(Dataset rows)
• • • •
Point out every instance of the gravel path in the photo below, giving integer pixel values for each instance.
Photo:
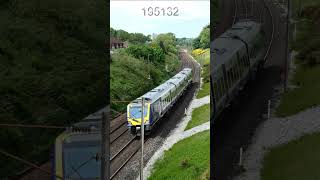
(178, 134)
(274, 132)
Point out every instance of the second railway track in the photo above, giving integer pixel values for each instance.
(125, 146)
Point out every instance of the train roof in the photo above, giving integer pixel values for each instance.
(162, 89)
(226, 45)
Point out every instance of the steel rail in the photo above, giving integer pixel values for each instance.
(126, 161)
(123, 148)
(113, 140)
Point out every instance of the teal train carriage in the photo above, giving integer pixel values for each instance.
(157, 102)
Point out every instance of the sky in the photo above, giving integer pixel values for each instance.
(129, 16)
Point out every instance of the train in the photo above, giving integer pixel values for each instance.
(157, 102)
(76, 150)
(236, 57)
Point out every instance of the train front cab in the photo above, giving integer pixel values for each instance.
(134, 118)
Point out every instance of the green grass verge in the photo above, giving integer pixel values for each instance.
(303, 97)
(204, 91)
(296, 160)
(188, 159)
(200, 115)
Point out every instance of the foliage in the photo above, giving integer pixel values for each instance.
(305, 95)
(296, 160)
(154, 53)
(187, 159)
(307, 42)
(53, 70)
(307, 45)
(204, 91)
(203, 40)
(129, 77)
(134, 38)
(168, 41)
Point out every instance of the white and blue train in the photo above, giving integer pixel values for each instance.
(236, 56)
(157, 101)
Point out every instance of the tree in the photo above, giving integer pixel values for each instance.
(196, 43)
(169, 42)
(205, 38)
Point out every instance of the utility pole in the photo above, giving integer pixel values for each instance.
(105, 142)
(142, 137)
(252, 8)
(287, 46)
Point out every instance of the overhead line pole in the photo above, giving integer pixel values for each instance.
(287, 47)
(105, 143)
(142, 137)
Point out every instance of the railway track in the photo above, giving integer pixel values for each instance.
(240, 121)
(123, 152)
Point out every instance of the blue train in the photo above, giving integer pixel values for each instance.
(157, 101)
(236, 56)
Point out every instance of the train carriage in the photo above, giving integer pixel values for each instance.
(157, 101)
(236, 57)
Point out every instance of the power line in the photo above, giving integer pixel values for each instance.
(28, 163)
(33, 126)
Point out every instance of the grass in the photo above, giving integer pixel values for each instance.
(200, 115)
(296, 160)
(204, 91)
(303, 97)
(189, 159)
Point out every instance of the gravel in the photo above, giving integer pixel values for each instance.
(274, 132)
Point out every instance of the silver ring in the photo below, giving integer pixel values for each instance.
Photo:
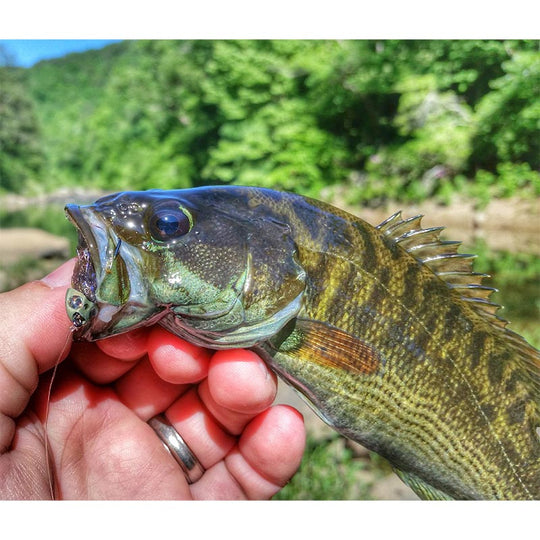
(177, 447)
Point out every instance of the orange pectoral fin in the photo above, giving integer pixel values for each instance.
(327, 345)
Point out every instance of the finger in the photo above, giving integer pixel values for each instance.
(98, 366)
(129, 346)
(35, 330)
(174, 359)
(204, 436)
(238, 387)
(268, 453)
(101, 450)
(143, 391)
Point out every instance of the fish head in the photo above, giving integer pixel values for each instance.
(204, 262)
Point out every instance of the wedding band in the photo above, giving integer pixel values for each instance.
(177, 447)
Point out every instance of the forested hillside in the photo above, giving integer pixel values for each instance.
(387, 119)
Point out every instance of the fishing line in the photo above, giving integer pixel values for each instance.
(50, 474)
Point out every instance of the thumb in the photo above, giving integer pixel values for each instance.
(33, 333)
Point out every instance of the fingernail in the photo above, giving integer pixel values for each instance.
(61, 277)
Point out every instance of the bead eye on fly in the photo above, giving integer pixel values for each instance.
(79, 309)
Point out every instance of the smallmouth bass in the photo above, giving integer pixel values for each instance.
(385, 330)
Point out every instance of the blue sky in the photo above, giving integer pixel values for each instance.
(26, 52)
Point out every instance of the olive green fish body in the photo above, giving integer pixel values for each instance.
(385, 330)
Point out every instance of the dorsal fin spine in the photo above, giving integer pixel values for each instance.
(442, 257)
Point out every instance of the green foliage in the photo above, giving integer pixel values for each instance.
(508, 117)
(328, 472)
(391, 119)
(21, 158)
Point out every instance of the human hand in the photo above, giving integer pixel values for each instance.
(100, 445)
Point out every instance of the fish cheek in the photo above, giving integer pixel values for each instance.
(115, 287)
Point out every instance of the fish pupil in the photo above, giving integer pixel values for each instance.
(169, 224)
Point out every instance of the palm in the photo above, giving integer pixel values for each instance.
(101, 447)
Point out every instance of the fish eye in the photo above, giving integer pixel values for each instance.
(169, 223)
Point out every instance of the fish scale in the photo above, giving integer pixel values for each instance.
(385, 330)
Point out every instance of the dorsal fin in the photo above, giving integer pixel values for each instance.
(456, 270)
(443, 259)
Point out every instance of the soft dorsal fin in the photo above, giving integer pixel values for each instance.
(443, 259)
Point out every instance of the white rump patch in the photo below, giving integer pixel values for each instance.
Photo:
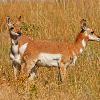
(83, 43)
(23, 48)
(81, 50)
(47, 59)
(16, 58)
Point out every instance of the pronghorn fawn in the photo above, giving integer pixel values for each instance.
(45, 53)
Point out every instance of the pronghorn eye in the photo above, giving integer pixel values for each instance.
(11, 28)
(92, 32)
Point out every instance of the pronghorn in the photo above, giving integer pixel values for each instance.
(46, 53)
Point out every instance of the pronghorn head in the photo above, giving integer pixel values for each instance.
(88, 32)
(14, 29)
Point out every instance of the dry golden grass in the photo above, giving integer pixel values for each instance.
(57, 22)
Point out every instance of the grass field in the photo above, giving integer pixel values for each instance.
(52, 21)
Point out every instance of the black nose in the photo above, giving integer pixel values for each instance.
(19, 33)
(92, 32)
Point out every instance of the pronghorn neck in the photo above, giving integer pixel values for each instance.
(80, 43)
(14, 47)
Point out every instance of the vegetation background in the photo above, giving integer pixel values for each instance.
(53, 20)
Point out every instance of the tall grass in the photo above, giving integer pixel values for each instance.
(57, 22)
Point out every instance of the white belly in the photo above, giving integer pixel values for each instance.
(47, 59)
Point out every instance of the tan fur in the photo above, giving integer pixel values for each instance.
(35, 47)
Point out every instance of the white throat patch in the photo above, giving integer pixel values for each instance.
(81, 50)
(83, 43)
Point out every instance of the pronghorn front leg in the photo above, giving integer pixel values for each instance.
(32, 70)
(73, 60)
(17, 69)
(62, 71)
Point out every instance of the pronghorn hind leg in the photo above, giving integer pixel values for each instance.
(33, 71)
(62, 72)
(17, 69)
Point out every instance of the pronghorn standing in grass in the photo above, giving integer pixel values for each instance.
(46, 53)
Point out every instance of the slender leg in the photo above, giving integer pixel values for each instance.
(17, 69)
(62, 71)
(33, 71)
(73, 61)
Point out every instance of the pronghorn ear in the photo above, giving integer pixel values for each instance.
(8, 20)
(83, 24)
(19, 18)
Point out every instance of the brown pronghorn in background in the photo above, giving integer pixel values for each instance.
(46, 53)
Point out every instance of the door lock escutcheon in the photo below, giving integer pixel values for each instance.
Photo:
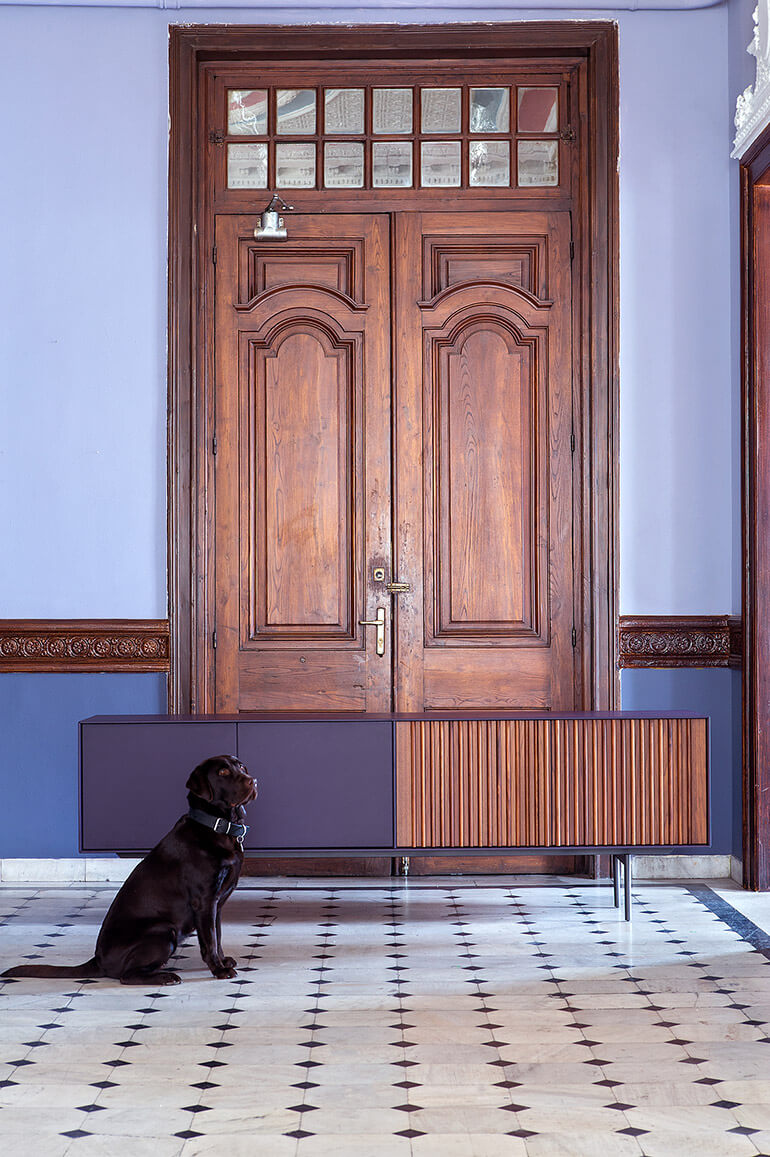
• • • •
:: Task instructions ::
Collect every line above that contains the word "track". Treat uppercase and lowercase letters as different when matching.

:: Exercise output ::
Point out every instance of the second railway track in the photo above, giving integer pixel values for each instance.
Point out every instance of the railway track in the photo above, giving integer pixel values for each instance.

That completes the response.